### Exercise details
Please write every entry out again, exactly as it reads below.

*** Data provided Section Begins ***

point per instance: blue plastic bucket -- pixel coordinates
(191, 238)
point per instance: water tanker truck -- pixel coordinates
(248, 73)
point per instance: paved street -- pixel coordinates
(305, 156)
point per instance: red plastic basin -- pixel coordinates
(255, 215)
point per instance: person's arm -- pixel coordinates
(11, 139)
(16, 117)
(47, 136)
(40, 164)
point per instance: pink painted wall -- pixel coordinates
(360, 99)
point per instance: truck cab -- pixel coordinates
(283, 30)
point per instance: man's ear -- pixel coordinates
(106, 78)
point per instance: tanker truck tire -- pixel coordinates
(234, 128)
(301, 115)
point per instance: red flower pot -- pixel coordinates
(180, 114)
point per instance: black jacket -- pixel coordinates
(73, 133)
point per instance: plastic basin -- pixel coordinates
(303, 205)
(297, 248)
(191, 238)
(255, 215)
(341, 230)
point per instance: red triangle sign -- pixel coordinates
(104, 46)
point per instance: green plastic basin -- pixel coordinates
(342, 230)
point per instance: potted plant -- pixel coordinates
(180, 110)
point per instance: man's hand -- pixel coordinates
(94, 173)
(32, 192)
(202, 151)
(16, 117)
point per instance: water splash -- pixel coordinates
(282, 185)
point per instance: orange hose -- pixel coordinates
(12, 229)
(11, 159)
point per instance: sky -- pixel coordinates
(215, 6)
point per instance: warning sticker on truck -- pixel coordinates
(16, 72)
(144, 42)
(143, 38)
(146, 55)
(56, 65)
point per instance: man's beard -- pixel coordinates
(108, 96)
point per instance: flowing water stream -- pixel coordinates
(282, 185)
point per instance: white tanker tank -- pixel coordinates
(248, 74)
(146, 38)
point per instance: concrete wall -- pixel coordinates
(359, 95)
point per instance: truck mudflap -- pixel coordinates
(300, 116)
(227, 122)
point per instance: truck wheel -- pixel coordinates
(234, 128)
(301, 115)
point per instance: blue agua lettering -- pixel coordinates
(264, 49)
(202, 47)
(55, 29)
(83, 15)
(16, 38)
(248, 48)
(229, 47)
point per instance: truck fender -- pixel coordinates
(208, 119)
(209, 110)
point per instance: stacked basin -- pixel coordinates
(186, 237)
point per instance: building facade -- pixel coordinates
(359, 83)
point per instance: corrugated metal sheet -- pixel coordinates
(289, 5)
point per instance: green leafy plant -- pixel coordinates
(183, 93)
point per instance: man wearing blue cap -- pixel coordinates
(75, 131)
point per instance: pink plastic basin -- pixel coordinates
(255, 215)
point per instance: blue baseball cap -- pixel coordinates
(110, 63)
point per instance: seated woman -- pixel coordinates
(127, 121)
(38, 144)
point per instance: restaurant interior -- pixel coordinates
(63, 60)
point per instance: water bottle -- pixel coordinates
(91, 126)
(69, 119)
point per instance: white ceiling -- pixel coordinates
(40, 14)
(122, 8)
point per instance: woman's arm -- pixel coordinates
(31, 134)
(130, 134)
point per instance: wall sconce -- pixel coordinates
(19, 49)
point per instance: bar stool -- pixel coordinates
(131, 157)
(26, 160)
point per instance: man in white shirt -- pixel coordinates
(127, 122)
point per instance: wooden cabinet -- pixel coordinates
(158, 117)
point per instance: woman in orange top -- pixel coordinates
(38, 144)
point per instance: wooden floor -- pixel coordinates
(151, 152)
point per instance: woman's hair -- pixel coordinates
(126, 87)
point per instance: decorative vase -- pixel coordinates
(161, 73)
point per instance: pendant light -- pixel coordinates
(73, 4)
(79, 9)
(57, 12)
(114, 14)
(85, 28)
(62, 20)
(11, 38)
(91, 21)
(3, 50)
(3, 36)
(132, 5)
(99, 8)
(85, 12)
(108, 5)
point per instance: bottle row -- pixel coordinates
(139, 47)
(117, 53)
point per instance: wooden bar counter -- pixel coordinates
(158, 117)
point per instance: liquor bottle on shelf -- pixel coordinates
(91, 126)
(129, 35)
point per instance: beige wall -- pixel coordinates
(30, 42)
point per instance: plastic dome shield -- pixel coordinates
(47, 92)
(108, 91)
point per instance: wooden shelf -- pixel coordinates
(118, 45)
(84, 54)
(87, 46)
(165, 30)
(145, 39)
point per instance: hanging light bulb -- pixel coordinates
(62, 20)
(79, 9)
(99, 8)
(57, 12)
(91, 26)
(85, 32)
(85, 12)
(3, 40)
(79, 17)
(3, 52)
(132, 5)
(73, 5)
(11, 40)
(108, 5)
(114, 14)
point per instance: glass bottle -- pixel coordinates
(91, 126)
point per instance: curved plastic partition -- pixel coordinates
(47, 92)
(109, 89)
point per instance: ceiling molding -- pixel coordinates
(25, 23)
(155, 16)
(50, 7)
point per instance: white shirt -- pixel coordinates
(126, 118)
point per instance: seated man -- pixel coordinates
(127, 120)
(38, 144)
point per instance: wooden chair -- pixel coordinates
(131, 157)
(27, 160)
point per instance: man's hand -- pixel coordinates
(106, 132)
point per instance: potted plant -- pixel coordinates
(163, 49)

*** Data provided Section Ends ***

### Your response
point per instance: blue plastic bucket -- pixel coordinates
(191, 238)
point per instance: water tanker truck -- pixel coordinates
(248, 73)
point per instance: paved street -- pixel coordinates
(305, 156)
point per instance: red plastic basin -- pixel coordinates
(255, 215)
point per instance: person's arm -- pixel coordinates
(11, 139)
(16, 117)
(47, 136)
(40, 164)
point per instance: pink painted wall -- pixel coordinates
(360, 99)
point per instance: truck cab -- pixel coordinates
(283, 30)
point per instance: man's ear -- pixel coordinates
(106, 78)
point per instance: tanker truck tire -- pixel coordinates
(234, 128)
(301, 115)
point per instance: red flower pot -- pixel coordinates
(180, 114)
point per instance: black jacket -- pixel coordinates
(73, 133)
point per instance: plastic basin -- pixel coordinates
(303, 205)
(297, 248)
(191, 238)
(255, 215)
(341, 230)
point per instance: red triangle sign -- pixel coordinates
(104, 46)
point per instance: green plastic basin -- pixel coordinates
(342, 230)
point per instance: potted plant -- pixel coordinates
(180, 110)
point per instance: man's hand -- pixel coordinates
(94, 173)
(32, 192)
(202, 151)
(16, 117)
point per instance: water splash -- pixel coordinates
(282, 185)
point per instance: orange hose -- pixel coordinates
(12, 229)
(11, 159)
point per instance: sky -- pixel coordinates
(215, 6)
point per instance: warning sticker on truck -- pixel coordinates
(16, 72)
(144, 42)
(143, 38)
(146, 55)
(56, 65)
point per instance: man's beard -- pixel coordinates
(108, 96)
point per instance: flowing water stream -- pixel coordinates
(282, 185)
point per instance: white tanker tank -- pixel coordinates
(248, 74)
(146, 38)
point per instance: concrete wall -- pixel coordinates
(359, 95)
point per instance: truck mudflap -- pixel coordinates
(300, 116)
(227, 122)
point per instance: truck wheel -- pixel coordinates
(234, 128)
(301, 115)
point per instance: blue agua lettering -- pixel coordinates
(264, 49)
(202, 47)
(55, 29)
(83, 15)
(16, 38)
(248, 48)
(229, 47)
point per instance: truck fender -- pixel coordinates
(208, 119)
(209, 110)
point per instance: stacked basin -- pixel coordinates
(186, 237)
point per instance: building facade -- pixel coordinates
(359, 83)
point per instance: corrugated metal sheet -- pixel coordinates
(289, 5)
point per instance: green leafy plant -- pixel coordinates
(183, 93)
point per instance: man wearing blue cap -- pixel coordinates
(75, 131)
point per instance: pink plastic basin -- pixel coordinates
(255, 215)
point per instance: blue baseball cap -- pixel coordinates
(110, 63)
point per instance: seated woman -- pixel coordinates
(127, 121)
(38, 144)
point per instance: restaurant interior -- pixel coordinates
(63, 60)
point per instance: water bottle -- pixel coordinates
(91, 126)
(69, 119)
point per instance: white ceiling -- pixel coordinates
(40, 14)
(122, 8)
point per instance: woman's arm -- pixel coordinates
(31, 134)
(130, 134)
point per instance: wall sconce -- pixel coordinates
(19, 49)
point per instance: bar stool -- pixel coordinates
(131, 157)
(26, 160)
point per instance: man in white shirt -- pixel coordinates
(127, 122)
point per instance: wooden cabinet -- pixel coordinates
(158, 117)
point per instance: woman in orange top -- pixel coordinates
(38, 144)
point per instance: wooden floor -- pixel coordinates
(151, 152)
point per instance: woman's hair -- pixel coordinates
(126, 87)
point per instance: decorative vase -- pixel coordinates
(161, 73)
point per instance: pendant light -- pixel coordinates
(73, 4)
(79, 9)
(57, 12)
(114, 14)
(85, 28)
(62, 20)
(11, 38)
(91, 21)
(3, 50)
(3, 36)
(132, 5)
(99, 8)
(85, 12)
(108, 5)
point per instance: bottle row -- pixel coordinates
(139, 47)
(117, 53)
point per instance: wooden bar counter -- pixel coordinates
(158, 117)
point per instance: liquor bottle on shelf -- pixel coordinates
(91, 126)
(129, 35)
point per instance: beige wall -- pixel coordinates
(30, 42)
point per instance: plastic dome shield -- pixel coordinates
(47, 92)
(108, 91)
point per instance: wooden shelf -- pixel coordinates
(118, 45)
(84, 54)
(87, 46)
(165, 30)
(145, 39)
point per instance: hanging light bulb -- pixel coordinates
(62, 20)
(79, 9)
(99, 8)
(57, 12)
(91, 26)
(85, 32)
(85, 12)
(3, 40)
(79, 17)
(3, 52)
(132, 5)
(73, 5)
(11, 40)
(108, 5)
(114, 14)
point per instance: glass bottle -- pixel coordinates
(91, 126)
point per instance: curved plastic partition -- pixel coordinates
(47, 92)
(109, 89)
point per instance: ceiling molding -- pixel coordinates
(25, 23)
(155, 16)
(50, 7)
point per instance: white shirt -- pixel coordinates
(126, 118)
point per instance: seated man -- pixel coordinates
(127, 120)
(38, 144)
point per instance: wooden chair -- pixel coordinates
(131, 157)
(27, 160)
point per instance: man's hand -- pixel coordinates
(106, 132)
point per instance: potted plant -- pixel coordinates
(163, 49)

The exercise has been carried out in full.